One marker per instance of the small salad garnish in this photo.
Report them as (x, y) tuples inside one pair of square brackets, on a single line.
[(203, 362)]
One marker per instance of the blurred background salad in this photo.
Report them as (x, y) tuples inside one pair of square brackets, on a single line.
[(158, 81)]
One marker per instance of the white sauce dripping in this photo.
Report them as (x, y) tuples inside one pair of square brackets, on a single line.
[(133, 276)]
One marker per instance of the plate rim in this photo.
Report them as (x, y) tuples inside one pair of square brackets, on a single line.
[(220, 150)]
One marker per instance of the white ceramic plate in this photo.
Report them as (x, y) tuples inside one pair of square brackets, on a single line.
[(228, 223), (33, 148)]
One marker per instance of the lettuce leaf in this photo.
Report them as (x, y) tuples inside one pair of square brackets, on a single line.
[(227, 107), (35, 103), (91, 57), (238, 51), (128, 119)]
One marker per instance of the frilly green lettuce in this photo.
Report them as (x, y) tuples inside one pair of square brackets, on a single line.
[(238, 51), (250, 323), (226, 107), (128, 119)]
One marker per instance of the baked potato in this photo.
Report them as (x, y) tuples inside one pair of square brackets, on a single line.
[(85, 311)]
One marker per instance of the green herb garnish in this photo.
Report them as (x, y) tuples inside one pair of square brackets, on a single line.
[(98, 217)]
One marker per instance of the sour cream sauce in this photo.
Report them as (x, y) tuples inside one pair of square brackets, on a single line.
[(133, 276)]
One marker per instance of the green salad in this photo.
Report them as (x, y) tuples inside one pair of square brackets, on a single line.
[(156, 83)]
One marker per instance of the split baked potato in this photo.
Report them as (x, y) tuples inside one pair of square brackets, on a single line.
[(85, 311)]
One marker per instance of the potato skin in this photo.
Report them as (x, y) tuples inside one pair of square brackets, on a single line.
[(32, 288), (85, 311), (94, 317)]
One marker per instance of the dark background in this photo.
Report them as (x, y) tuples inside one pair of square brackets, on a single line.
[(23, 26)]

********************

> PROBLEM DESCRIPTION
Convert all of the material above into a Markdown table with the columns Number and Text, putting each line in its own numbered row and leaving out blank lines.

> FINAL RESULT
| Number | Text |
|---|---|
| 1 | One marker per instance of the small salad garnish in this photo. |
| 2 | Report them as (x, y) tuples inside one pair of square brackets, on a single line. |
| 3 | [(203, 362)] |
| 4 | One marker per instance of the blurred background salad in this photo. |
| 5 | Report them as (x, y) tuples inside one pair of square brackets, on a single line. |
| 6 | [(158, 81)] |
| 7 | One marker per instance of the white sauce dripping in this photo. |
| 8 | Report them as (x, y) tuples inside one pair of square brackets, on a single line. |
| 9 | [(133, 276)] |
| 10 | One marker per instance of the plate rim in this photo. |
| 11 | Report them as (x, y) tuples inside one pair of square brackets, on a single line. |
| 12 | [(220, 150)] |
| 13 | One marker per instance of the white ceramic plate in this photo. |
| 14 | Report them as (x, y) tuples inside one pair of square brackets, on a single line. |
| 15 | [(228, 223), (33, 148)] |
| 16 | One marker per instance of the lettuce leaf in this photo. |
| 17 | Report them as (x, y) tuples inside one pair of square brackets, on a single line. |
| 18 | [(227, 107), (35, 103), (91, 57), (238, 51), (128, 119)] |
| 19 | One marker per instance of the frilly green lettuce in this photo. |
| 20 | Report them as (x, y) tuples inside one pair of square brackets, on a single line. |
| 21 | [(238, 51), (250, 323), (226, 107), (128, 119)] |
| 22 | One marker per instance of the baked potato in this photo. |
| 23 | Report them as (x, y) tuples inside one pair of square brackets, on a single line. |
| 24 | [(85, 311)] |
| 25 | One marker per instance of the green herb garnish in this photo. |
| 26 | Report them as (x, y) tuples inside one pair of square brackets, on a single line. |
| 27 | [(98, 217)] |
| 28 | One marker per instance of the sour cream sauce in this photo. |
| 29 | Report them as (x, y) tuples inside one pair of square brackets, on a single line. |
| 30 | [(133, 276)] |
| 31 | One marker per instance of the green salad in this photo. |
| 32 | Report them as (x, y) tuples inside one pair of square brackets, on a single line. |
| 33 | [(156, 83)] |
| 34 | One marker per instance of the split baked potato in this photo. |
| 35 | Report them as (x, y) tuples inside one pair of square brackets, on a single line. |
| 36 | [(85, 311)] |
| 37 | One marker per instance of the potato skin in this photo. |
| 38 | Report them as (x, y) tuples inside one pair of square brackets, on a single line. |
| 39 | [(32, 288), (85, 311), (94, 317)] |
| 40 | One marker per instance of the dark background in this photo. |
| 41 | Report them as (x, y) tuples inside one pair of square brackets, on a single line. |
| 42 | [(23, 26)] |